--- begin Given records ---

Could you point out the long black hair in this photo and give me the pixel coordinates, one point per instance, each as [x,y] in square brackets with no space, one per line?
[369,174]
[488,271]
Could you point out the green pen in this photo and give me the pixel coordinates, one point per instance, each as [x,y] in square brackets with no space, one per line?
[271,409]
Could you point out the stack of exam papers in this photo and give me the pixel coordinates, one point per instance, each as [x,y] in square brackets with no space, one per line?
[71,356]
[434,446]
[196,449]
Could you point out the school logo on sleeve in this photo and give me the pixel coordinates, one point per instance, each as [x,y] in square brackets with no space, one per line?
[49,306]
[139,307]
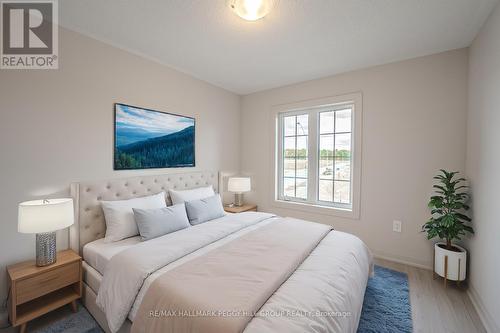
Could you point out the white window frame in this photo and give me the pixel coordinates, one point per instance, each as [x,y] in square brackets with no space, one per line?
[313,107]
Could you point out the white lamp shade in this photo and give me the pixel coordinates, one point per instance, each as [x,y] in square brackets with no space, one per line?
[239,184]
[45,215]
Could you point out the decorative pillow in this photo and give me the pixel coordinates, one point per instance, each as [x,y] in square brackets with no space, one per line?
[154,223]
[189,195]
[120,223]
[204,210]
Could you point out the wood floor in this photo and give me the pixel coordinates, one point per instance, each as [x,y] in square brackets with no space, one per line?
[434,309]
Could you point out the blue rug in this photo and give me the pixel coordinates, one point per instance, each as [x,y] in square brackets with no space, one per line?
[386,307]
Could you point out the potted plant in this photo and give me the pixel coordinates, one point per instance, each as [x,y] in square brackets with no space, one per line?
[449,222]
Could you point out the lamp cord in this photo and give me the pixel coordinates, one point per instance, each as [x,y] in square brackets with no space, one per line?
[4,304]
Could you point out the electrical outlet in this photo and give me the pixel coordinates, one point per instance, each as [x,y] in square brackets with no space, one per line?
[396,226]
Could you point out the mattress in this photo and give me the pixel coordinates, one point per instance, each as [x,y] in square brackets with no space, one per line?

--- end Given records ---

▶ **Task requirements**
Rewrite the lines from the one containing "Could you point out the electrical" through the last line, keeping the requests, and shift each answer's coordinates by adding 57 to every number.

▶ **Exercise solution**
Could you point out the electrical outlet in this photo and give me the pixel coordinates, one point per instance, each as [x,y] in square brackets with no space, one per line?
[453,283]
Could you point out the mattress in this photo and give me the pixel coordinates, one point per instance, each as [x,y] in square brackets with no space, one per line?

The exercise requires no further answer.